_Goal:_
Can you extract each line of the listing below that contains the word "rocky"? Case matters, so count only matches with the same capitalization.

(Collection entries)
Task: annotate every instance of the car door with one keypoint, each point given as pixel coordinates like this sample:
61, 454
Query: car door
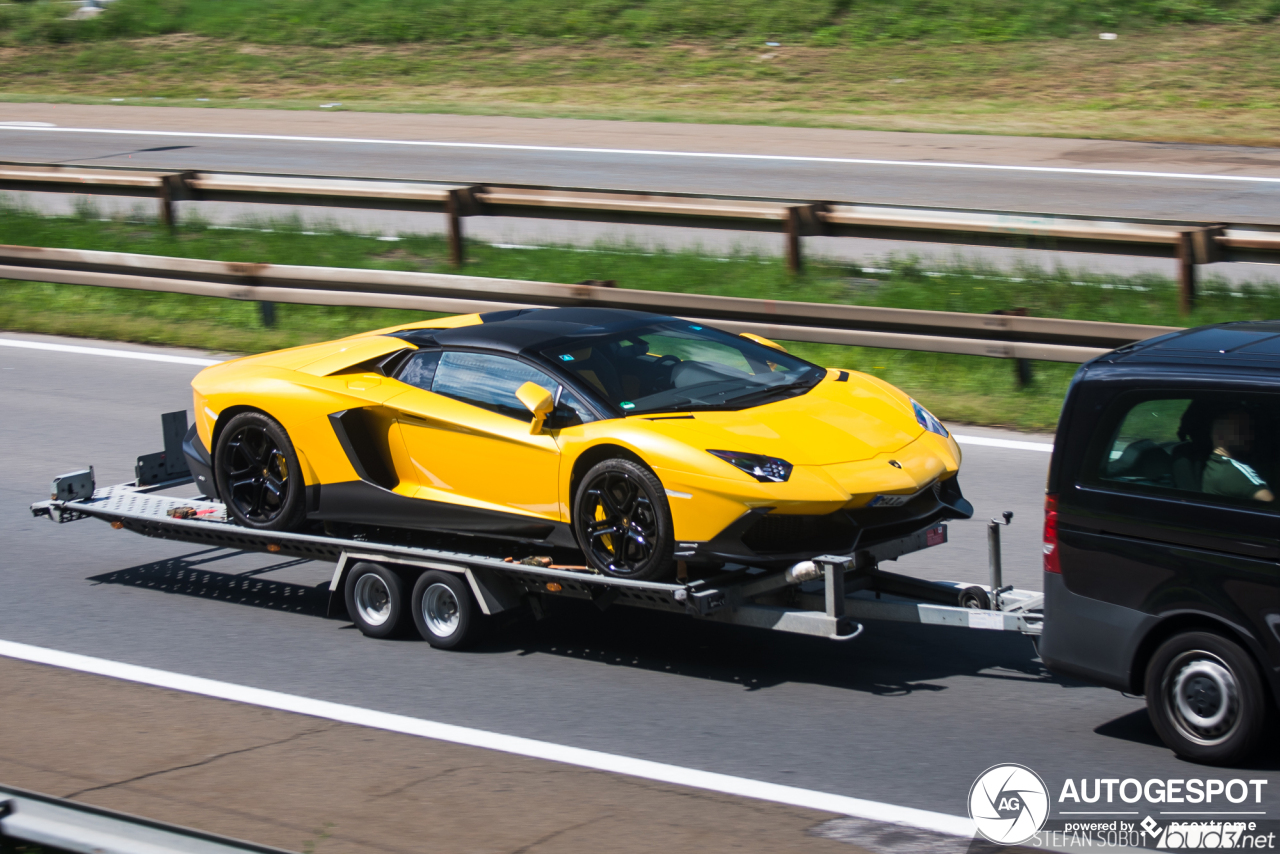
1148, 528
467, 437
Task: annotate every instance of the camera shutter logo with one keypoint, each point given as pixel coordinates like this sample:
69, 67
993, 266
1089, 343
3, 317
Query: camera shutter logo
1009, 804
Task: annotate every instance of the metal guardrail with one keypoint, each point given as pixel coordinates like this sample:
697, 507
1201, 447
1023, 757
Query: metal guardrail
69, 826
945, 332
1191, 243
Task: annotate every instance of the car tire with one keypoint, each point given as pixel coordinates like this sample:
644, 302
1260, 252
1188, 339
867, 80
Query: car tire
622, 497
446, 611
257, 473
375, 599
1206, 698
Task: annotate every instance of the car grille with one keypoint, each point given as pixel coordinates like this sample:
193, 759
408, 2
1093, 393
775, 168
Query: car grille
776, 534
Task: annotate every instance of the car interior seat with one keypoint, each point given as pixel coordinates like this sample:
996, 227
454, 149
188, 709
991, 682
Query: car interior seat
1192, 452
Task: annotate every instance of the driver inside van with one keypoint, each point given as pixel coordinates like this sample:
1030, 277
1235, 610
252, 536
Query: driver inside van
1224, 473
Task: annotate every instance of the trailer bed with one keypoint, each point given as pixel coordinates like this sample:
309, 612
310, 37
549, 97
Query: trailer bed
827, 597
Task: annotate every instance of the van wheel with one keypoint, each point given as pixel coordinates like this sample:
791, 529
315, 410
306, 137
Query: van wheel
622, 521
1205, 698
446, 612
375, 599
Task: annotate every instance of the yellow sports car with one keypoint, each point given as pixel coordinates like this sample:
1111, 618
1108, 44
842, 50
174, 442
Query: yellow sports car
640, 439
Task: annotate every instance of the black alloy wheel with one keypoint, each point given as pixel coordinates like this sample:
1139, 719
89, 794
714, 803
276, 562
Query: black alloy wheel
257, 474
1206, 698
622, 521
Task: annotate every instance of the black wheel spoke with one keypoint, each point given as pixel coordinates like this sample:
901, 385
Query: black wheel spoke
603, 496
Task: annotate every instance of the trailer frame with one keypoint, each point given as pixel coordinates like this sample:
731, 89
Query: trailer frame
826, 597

...

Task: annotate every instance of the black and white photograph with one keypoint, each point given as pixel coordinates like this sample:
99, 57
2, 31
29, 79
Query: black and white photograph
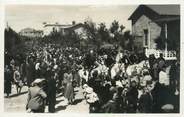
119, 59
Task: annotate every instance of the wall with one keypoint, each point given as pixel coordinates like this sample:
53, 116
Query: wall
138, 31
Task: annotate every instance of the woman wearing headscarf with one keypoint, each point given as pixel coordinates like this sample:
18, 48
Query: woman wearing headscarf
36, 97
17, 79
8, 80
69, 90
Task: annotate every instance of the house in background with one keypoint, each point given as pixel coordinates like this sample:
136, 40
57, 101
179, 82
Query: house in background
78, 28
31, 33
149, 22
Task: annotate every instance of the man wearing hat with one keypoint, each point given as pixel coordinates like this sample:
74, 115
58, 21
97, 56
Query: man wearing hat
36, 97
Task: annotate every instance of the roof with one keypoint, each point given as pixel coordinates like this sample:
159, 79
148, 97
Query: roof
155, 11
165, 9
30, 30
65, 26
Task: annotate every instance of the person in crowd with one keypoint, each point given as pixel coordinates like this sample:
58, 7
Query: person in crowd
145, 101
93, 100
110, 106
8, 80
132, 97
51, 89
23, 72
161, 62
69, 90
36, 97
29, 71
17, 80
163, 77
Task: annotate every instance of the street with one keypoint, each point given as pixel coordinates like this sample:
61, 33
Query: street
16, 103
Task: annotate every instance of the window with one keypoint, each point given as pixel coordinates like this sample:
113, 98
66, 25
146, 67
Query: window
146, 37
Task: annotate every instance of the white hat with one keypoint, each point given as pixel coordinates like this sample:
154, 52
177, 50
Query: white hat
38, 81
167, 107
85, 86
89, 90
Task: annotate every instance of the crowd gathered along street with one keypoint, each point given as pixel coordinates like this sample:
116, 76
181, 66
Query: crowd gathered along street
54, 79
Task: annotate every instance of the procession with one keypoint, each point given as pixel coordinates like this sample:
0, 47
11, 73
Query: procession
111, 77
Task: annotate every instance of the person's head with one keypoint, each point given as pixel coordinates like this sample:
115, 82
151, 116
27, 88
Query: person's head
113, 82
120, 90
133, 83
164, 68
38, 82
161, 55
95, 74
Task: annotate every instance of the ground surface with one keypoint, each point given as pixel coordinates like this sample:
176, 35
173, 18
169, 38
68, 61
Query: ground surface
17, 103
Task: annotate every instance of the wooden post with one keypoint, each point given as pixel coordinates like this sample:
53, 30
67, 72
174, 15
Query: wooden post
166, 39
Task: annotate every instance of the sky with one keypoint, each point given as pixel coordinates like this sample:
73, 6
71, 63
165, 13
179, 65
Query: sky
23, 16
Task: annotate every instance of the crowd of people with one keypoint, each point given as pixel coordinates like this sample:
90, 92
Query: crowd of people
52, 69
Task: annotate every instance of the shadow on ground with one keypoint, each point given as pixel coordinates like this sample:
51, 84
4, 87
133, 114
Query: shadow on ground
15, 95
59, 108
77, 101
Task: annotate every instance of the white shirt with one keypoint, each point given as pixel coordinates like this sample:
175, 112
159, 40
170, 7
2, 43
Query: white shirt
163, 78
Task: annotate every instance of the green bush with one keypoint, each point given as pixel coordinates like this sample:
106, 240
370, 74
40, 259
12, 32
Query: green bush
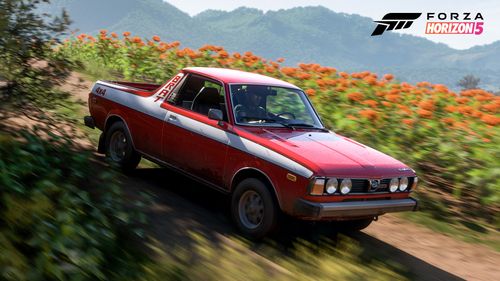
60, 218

--

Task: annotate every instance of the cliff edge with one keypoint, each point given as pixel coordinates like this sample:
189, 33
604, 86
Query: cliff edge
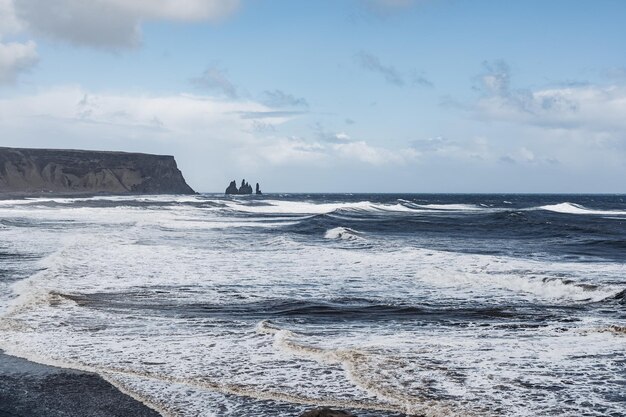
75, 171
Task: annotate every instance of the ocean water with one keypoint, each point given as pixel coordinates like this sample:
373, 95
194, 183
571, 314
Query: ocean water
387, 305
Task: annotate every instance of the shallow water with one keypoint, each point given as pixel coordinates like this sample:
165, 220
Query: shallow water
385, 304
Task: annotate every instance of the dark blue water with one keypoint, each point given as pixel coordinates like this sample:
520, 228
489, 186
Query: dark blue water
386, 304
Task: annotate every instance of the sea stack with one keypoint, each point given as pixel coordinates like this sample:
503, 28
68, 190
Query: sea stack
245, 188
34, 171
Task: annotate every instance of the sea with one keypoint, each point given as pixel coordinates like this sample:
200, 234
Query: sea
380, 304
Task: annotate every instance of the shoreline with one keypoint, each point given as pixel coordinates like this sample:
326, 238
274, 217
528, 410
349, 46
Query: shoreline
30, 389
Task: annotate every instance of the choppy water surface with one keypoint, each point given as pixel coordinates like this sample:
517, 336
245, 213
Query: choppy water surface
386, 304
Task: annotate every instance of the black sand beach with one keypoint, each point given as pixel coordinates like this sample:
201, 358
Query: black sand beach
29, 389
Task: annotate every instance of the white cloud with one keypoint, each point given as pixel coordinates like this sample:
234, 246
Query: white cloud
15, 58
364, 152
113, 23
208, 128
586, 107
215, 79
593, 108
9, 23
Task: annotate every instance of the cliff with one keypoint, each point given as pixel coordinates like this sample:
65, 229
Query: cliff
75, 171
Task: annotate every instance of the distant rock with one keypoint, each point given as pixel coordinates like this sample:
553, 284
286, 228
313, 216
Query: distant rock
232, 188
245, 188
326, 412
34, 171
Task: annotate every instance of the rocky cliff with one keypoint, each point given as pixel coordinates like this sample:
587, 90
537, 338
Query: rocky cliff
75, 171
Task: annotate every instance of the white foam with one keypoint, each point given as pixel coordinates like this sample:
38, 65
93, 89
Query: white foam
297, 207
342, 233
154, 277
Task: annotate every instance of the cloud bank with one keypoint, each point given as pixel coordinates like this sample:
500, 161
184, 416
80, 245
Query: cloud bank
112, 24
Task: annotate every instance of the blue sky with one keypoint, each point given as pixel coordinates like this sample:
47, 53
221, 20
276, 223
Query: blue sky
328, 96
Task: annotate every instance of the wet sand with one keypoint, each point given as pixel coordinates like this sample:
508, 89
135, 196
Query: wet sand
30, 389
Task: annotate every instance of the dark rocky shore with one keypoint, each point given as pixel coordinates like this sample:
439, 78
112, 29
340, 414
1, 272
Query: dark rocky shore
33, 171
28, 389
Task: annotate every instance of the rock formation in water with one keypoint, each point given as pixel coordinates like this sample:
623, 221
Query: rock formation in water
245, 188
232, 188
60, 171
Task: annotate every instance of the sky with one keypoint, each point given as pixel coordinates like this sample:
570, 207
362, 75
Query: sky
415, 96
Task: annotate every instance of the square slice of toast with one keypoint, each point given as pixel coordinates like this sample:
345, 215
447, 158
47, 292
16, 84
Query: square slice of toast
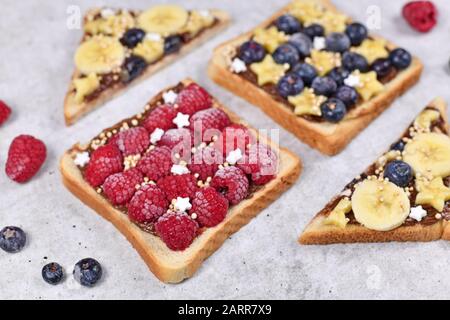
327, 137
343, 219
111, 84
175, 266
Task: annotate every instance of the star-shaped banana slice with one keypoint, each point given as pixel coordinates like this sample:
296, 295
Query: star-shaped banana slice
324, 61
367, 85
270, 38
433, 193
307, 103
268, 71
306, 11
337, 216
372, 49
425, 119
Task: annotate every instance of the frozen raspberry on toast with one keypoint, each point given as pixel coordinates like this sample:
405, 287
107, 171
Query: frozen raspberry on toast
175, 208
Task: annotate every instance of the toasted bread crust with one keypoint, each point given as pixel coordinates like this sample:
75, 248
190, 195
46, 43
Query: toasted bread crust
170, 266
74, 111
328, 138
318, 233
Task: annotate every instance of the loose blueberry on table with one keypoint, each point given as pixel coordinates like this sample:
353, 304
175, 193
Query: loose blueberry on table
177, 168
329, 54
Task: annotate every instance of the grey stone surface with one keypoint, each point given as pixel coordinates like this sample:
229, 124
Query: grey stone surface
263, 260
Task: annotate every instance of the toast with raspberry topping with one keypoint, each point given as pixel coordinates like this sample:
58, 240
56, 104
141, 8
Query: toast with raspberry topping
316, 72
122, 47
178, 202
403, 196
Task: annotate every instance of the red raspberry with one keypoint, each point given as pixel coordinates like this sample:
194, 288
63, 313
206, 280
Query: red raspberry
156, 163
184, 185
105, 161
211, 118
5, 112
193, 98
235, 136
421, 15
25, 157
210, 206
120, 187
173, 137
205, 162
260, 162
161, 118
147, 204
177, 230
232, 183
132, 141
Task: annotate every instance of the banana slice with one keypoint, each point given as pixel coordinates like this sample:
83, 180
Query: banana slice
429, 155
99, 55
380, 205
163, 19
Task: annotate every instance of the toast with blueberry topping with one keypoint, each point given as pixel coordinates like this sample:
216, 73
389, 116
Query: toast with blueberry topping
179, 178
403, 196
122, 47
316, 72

_Result of the task:_
Task: annotate every instance of the rocky cliff with one keypoint, each point given as pixel coordinates like this sample:
Query: rocky cliff
Task: annotate every instance of the dark rocky shore with one keypoint, each point given as pixel coordinates like this sample:
Query: dark rocky shore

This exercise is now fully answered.